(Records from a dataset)
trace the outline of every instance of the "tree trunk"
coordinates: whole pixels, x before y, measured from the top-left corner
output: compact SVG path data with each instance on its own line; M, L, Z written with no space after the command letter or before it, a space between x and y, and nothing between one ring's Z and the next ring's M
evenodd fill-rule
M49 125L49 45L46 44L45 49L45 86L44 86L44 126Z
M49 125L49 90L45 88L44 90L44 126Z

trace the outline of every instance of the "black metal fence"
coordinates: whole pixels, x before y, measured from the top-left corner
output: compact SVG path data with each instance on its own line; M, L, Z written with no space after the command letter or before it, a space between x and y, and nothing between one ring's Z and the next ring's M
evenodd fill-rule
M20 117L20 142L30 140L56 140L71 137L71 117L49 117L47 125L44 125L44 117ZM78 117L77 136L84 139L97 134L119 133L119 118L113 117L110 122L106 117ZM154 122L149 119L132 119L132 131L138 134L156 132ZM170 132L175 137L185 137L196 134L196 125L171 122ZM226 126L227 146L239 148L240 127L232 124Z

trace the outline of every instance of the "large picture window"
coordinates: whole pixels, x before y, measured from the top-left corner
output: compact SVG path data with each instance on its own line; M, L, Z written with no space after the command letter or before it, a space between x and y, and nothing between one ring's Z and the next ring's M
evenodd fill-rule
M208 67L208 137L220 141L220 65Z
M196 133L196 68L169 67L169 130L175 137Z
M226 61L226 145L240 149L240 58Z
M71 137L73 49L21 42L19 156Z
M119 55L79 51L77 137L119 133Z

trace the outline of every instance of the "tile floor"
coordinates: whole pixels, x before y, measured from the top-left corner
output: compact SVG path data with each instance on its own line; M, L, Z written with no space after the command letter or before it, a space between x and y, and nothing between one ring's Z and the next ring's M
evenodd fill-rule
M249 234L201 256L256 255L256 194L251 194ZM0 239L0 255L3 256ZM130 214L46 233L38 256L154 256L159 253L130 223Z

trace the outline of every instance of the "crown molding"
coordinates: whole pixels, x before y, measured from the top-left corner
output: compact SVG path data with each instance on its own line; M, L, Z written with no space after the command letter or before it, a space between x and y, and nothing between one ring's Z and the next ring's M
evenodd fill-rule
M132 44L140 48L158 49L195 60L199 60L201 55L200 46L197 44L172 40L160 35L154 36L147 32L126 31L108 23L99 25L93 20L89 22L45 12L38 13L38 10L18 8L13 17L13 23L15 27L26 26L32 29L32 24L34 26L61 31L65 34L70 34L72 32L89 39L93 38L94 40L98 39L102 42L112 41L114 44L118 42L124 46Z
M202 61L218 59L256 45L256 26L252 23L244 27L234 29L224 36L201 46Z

### Exercise directions
Report each line of the records above that contains the word "every", matching its case.

### Exercise solution
trace the outline of every instance of the "tree trunk"
trace the outline of every instance of the "black metal fence"
trace the outline of every instance of the "large picture window"
trace the outline of every instance of the "tile floor"
trace the outline of every instance of the "crown molding"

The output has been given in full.